An exact restatement of the data below, with the pictures removed, is the required answer.

Saved entries
■ ■ ■ ■

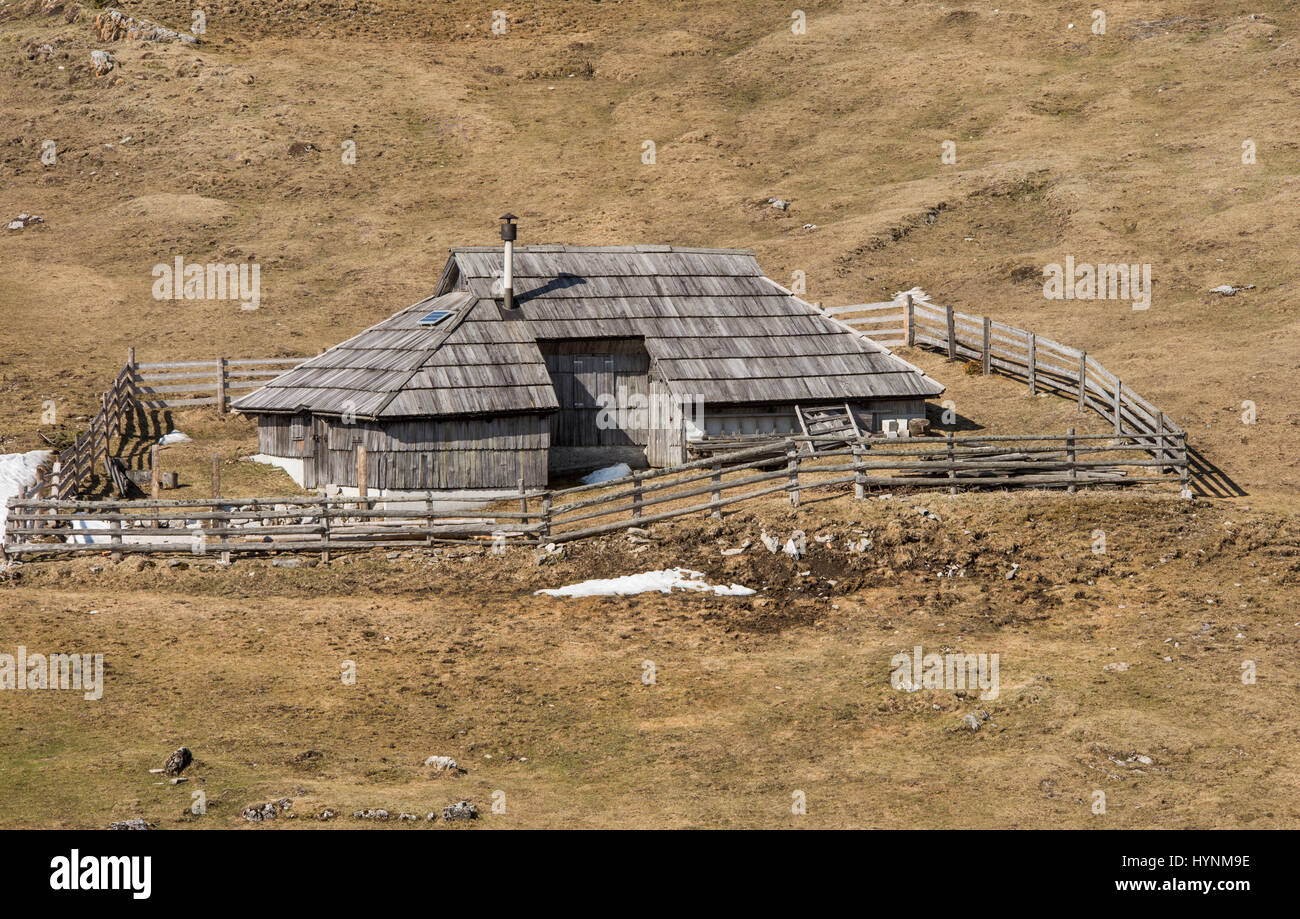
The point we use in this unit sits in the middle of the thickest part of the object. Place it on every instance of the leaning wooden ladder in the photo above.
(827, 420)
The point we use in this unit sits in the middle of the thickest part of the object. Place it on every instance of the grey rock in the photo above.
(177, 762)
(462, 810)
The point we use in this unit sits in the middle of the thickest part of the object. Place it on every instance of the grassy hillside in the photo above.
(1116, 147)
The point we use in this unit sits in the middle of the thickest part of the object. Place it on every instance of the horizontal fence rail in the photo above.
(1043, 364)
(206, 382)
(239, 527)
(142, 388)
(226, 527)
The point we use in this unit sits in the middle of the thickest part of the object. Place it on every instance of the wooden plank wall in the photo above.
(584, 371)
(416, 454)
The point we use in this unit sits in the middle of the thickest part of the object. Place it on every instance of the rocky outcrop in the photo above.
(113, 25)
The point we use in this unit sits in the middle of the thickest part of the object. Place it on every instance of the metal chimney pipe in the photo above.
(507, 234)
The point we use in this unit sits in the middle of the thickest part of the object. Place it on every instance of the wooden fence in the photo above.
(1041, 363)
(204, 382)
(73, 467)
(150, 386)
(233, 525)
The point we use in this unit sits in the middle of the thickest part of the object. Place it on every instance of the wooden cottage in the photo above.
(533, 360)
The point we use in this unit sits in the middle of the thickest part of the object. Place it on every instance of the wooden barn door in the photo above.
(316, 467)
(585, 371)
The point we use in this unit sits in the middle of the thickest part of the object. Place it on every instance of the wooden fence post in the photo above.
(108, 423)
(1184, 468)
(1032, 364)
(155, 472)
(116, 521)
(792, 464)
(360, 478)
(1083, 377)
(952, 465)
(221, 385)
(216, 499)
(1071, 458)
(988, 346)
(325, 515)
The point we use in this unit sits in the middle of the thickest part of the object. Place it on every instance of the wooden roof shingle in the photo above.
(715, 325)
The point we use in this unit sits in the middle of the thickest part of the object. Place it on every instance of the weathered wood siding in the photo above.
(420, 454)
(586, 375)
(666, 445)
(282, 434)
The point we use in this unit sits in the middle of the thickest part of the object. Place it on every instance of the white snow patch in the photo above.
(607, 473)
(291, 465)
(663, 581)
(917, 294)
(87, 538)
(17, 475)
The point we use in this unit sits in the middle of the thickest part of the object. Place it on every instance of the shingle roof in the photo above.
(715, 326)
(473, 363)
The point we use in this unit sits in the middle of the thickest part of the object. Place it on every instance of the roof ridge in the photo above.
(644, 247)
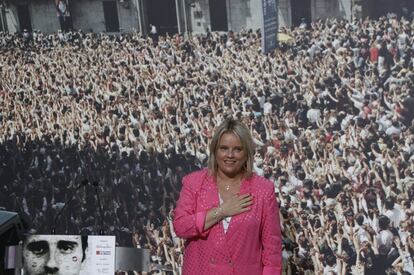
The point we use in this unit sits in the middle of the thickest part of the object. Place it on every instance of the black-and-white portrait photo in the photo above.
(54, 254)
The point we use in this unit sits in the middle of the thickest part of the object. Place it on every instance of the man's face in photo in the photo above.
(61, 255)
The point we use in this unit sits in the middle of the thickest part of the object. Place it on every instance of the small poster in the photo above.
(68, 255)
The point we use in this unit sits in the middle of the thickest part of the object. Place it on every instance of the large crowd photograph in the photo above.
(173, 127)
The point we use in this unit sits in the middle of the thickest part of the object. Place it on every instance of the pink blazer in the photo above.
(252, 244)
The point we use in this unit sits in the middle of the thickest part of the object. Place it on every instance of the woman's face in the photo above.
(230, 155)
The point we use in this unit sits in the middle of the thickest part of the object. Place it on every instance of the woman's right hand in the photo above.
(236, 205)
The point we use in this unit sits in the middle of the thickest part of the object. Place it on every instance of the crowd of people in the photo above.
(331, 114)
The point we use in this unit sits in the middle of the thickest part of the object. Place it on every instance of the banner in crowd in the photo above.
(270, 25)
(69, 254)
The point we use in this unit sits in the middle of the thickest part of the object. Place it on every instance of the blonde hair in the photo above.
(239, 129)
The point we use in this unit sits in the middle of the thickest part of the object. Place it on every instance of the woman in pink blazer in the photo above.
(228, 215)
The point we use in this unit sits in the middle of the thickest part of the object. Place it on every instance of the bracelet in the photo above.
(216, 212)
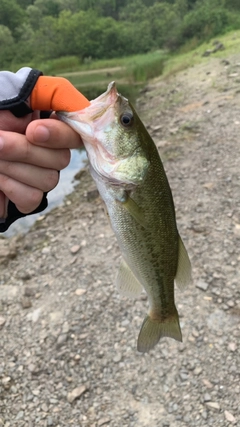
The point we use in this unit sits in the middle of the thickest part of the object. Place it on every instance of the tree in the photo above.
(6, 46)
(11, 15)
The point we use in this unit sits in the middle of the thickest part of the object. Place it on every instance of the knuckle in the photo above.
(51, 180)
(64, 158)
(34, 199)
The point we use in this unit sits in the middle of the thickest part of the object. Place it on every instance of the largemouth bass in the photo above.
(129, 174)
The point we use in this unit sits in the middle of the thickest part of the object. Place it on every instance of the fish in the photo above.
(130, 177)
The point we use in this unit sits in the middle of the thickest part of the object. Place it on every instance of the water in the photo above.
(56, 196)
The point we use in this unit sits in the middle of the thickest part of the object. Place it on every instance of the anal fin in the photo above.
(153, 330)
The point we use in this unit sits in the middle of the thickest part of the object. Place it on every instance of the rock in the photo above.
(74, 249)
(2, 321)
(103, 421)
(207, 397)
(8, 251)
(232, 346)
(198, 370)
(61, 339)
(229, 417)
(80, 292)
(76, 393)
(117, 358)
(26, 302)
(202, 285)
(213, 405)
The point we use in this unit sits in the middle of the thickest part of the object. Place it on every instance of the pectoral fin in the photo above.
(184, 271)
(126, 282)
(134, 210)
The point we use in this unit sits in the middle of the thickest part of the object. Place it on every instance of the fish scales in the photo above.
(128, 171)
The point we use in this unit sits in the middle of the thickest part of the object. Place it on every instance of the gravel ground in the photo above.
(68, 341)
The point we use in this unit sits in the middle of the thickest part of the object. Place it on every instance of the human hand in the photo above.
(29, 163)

■ ■ ■ ■

* Task result:
The point we use in this unit sits in the middle of the thickest part of the object. Place it on every instance of the leaning wooden ladder in the photo above.
(827, 420)
The point we use in this unit sits in the middle of the thickest part of the object. Place it on every instance of the grey rock in the photo above.
(177, 762)
(462, 810)
The point we use in this unit sits in the middle of the thickest part of the object. Place it on every instance of the grassy hillside in the photo above.
(1116, 147)
The point we use in this unit sits in the middle of the thickest part of the object. Place it on every instance of the horizontal fence rail in the photo above.
(1043, 364)
(206, 382)
(239, 527)
(142, 388)
(226, 527)
The point we use in this unit sits in the middle of the thickest part of the object. Place it on every instance of the wooden plank wall in the photo above.
(584, 371)
(416, 454)
The point we use in this unit sits in the middle of the thickest part of the object. Place it on every instance of the rocky outcrop in the photo above.
(113, 25)
The point we use in this unit sits in the middle of the thickest part of the object. Place it on every instance of the metal chimney pipe in the photo above.
(507, 234)
The point we use in this unit sits in the middle of the thickest part of the object. Place it on every instance of the wooden fence in the photo above.
(1041, 363)
(204, 382)
(73, 467)
(150, 386)
(233, 525)
The point we use in this unit sits in the middle of the thickest part of the object. Place it on every instance of the wooden cottage in the photo above.
(533, 360)
The point we use in this unit sits in the middle of the thickest part of the object. Place it on every instance of the wooden barn door in the photo above.
(316, 467)
(585, 371)
The point we use in this unit sits in the middle of the thickest part of the object. Place it on every instance of the wooden fence post in the photo above.
(108, 423)
(1184, 468)
(1032, 364)
(155, 472)
(116, 521)
(792, 464)
(360, 478)
(1083, 377)
(952, 465)
(221, 385)
(216, 499)
(1071, 458)
(988, 346)
(325, 515)
The point we use in this unit sits in the middle of the thickest part of the object. Place it on every instance of the wooden roof shingle in the photo above.
(715, 325)
The point we use in this unit sits in the middle of the thickest part of the object. Place it on every instance of the weathered wood siding in the photo above.
(420, 454)
(586, 375)
(666, 445)
(282, 434)
The point we use in this unit sits in the middle of the thickest part of the object. Place it on every instance of the white snow patch in the photo above.
(607, 473)
(291, 465)
(663, 581)
(917, 294)
(87, 538)
(17, 475)
The point we use in this unit sits in the middle of the thickest part of the object. Place it on every instance of the shingle roof in the photo above.
(715, 326)
(473, 363)
The point we use in this unit sits in the middle of the thickest part of the object. Place it on every instance of the roof ridge in the photo above.
(644, 247)
The point we use in this unit sits in the middle of the thickest part of the object. Place it on every instance of the black-and-white portrait photo in the photo above.
(54, 254)
The point we use in this unit sits in the middle of the thickest part of the object. Place it on every instance of the man's face in photo in the photo above.
(61, 255)
The point we use in this unit sits in the middle of the thickest part of the object. Place it on every instance of the small poster in the photo above.
(68, 255)
The point we use in this unit sits in the middle of the thickest part of the object. Place it on every instance of the large crowd photograph in the photo above.
(173, 127)
The point we use in this unit sits in the middle of the thickest part of the object. Place it on every instance of the pink blazer in the photo above.
(252, 244)
The point we use in this unit sits in the middle of the thickest part of the object. Place it on every instance of the woman's face in the photo above.
(230, 155)
The point we use in this unit sits in the middle of the thickest part of the object. Place it on every instance of the woman's right hand in the photo above.
(236, 205)
The point we use in this unit sits in the middle of the thickest part of the object. Place it on every instance of the crowd of people in the photo above.
(331, 114)
The point we use in this unit sits in the middle of the thickest part of the object. Place it on every instance of the banner in crowd in the photo above.
(270, 25)
(69, 254)
The point we use in this unit sits in the middle of the thickest part of the object. Place it on every instance of the blonde hair in the photo above.
(239, 129)
The point we use in this unit sits in the middle of the thickest part of the object. Place it on every instance of the woman in pink blazer in the photo above.
(228, 215)
The point we use in this unit sits in the middle of the thickest part of the object. Place it on every instance of the bracelet in the photo above.
(216, 212)
The point we use in this unit sits in the middle of the thickest part of the object. Place it on every instance of the tree in the photo above.
(6, 46)
(11, 15)
The point we use in this unit sits in the middle of the thickest part of the object. Place it on every instance of the knuckle in the photo above.
(51, 180)
(64, 158)
(34, 199)
The point we use in this unit sits in the middle of the thickest part of the object. Place it on every instance of the largemouth bass in the photo above.
(129, 174)
The point we use in this unit sits in the middle of the thickest part of the object. Place it on every instance of the fish in the photo above.
(130, 177)
The point we use in this unit sits in the middle of the thickest part of the object. Place it on every instance of the water in the photo above.
(56, 196)
The point we use in this unit sits in the middle of the thickest part of the object. Place it on every instance of the anal fin in the photo above.
(153, 330)
The point we use in this unit sits in the middle of the thickest part of the object. Place it on every instance of the rock in the photo above.
(74, 249)
(2, 321)
(103, 421)
(207, 397)
(8, 251)
(232, 346)
(198, 370)
(61, 339)
(229, 417)
(80, 292)
(76, 393)
(117, 358)
(26, 302)
(202, 285)
(213, 405)
The point we use in this unit sits in the middle of the thickest part of the object. Place it on every instance of the pectoral fin in the photo above.
(184, 271)
(126, 282)
(134, 210)
The point we use in this unit sits in the middle of the thickest part of the object. Place it on every instance of the fish scales in the photo above.
(128, 171)
The point we use in this unit sits in the middle of the thickest part of the object. Place it on every instance of the gravel ground in the photo above.
(68, 341)
The point we use in this unit sits in the middle of the thickest part of the object. Place it on every instance of the human hand in the photo above.
(29, 163)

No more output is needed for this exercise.